_Exercise task a_: Show every line in the rows below that contains the word "roof", treating uppercase and lowercase as different.
-- BEGIN Document excerpt --
Namita Chandel (born 10 February 1993 in Seoni) is an Indian canoeist, who won four gold medals at the National Canoe Sprint Championship in 2016 and one in 2017. She represented India at the 2022 Asian Canoe Sprint Championships, where she was part of a bronze-winning team in the C-4 200m discipline.

Early life
Namita Chandel is from Chhapara, a small village in Madhya Pradesh, who regularly had to cross a river to attend school. She enrolled in the Madhya Pradesh water sports academy, whose only admission criterion was that the applicants know swimming, in 2011.

Career
Namita initially trained for kayaking but later switched to canoeing. She represented India in the 2014 Asian Games. She won her first international medal at the Asian Canoe Sprint and Dragon Boat Championship in Indonesia in 2015.
-- END Document excerpt --
_Exercise task b_: Based on the passage about Namita Chandel above, decide whether each statement agrees with it, answering yes or no and quoting the words that settle it: (i) She won her first international medal in Indonesia in 2015. (ii) The Madhya Pradesh water sports academy required applicants to have canoeing experience. (iii) She trained only in canoeing from the start of her career.
-- BEGIN Provided data --
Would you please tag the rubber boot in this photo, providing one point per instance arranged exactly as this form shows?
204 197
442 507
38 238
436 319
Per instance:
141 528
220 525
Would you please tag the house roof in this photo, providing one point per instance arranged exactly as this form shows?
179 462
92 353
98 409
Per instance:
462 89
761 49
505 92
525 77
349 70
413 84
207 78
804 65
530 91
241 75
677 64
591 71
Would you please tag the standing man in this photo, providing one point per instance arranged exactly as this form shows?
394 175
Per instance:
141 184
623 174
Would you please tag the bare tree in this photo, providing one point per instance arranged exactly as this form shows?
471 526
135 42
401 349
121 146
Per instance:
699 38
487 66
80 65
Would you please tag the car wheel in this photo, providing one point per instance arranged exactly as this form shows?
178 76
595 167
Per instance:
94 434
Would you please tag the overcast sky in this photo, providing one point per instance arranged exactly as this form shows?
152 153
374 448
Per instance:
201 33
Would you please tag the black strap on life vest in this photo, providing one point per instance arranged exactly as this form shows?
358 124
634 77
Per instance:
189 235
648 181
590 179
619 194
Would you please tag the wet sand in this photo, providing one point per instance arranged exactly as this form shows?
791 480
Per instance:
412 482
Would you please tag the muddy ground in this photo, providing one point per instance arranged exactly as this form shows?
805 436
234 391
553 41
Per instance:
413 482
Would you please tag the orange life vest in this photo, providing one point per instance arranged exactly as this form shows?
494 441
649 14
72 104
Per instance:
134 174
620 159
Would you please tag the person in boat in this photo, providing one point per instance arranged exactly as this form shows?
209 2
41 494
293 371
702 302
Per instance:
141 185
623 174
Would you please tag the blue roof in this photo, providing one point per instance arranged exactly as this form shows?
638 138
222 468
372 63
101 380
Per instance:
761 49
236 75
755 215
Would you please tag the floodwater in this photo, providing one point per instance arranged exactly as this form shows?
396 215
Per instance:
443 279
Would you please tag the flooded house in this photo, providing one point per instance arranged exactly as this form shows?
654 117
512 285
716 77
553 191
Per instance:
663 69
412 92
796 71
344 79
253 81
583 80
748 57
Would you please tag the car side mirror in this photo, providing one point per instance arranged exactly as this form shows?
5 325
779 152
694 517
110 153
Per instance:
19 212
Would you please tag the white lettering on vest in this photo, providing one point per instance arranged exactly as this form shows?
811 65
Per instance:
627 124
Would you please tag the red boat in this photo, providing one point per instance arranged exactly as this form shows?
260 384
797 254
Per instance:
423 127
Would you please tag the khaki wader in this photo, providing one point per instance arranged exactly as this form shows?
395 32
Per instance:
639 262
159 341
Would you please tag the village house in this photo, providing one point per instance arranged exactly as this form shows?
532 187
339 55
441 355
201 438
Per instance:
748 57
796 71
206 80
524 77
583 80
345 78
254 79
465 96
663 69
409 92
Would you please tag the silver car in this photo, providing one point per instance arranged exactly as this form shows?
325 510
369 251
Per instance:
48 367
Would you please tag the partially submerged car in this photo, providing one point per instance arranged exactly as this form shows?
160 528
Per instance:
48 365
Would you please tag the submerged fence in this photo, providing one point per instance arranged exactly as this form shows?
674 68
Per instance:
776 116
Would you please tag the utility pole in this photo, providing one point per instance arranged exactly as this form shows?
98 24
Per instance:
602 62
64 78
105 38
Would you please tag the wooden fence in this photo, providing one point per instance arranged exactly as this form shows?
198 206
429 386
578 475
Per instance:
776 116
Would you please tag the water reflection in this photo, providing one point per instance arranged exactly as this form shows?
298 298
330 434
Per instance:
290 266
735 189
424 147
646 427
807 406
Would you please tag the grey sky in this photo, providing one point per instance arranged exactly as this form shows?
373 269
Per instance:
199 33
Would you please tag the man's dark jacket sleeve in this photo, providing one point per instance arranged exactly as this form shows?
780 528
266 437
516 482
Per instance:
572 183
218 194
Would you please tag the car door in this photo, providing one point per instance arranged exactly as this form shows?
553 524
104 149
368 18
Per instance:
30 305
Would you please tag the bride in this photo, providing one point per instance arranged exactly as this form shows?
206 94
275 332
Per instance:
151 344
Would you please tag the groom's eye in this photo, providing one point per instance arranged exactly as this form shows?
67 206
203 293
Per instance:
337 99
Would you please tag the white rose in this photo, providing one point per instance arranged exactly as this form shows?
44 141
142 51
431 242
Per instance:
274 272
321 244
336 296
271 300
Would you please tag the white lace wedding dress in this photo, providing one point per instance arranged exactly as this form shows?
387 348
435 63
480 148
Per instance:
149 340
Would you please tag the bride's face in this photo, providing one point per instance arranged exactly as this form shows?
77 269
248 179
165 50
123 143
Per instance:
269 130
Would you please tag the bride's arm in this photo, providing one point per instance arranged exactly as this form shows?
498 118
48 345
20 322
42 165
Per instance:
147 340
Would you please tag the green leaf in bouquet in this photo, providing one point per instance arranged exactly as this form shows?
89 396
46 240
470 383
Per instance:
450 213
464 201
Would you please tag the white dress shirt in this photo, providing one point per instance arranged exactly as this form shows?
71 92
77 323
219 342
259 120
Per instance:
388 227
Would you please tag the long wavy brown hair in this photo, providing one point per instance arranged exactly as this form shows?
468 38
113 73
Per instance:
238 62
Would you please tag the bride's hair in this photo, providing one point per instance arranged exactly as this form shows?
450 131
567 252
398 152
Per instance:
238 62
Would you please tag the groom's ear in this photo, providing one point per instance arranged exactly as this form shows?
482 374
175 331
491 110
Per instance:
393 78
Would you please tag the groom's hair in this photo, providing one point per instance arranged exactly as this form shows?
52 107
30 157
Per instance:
-- END Provided data --
_Full response a_:
Would you please tag the house roof in this photo, providing one point per instance arranged exactly as this form shows?
Would you please tag the blue roof in this photo, providing one point per instance arranged exactly as this form shows?

_Full response b_:
(i) Yes: "She won her first international medal at the Asian Canoe Sprint and Dragon Boat Championship in Indonesia in 2015."
(ii) No: "whose only admission criterion was that the applicants know swimming"
(iii) No: "Namita initially trained for kayaking but later switched to canoeing."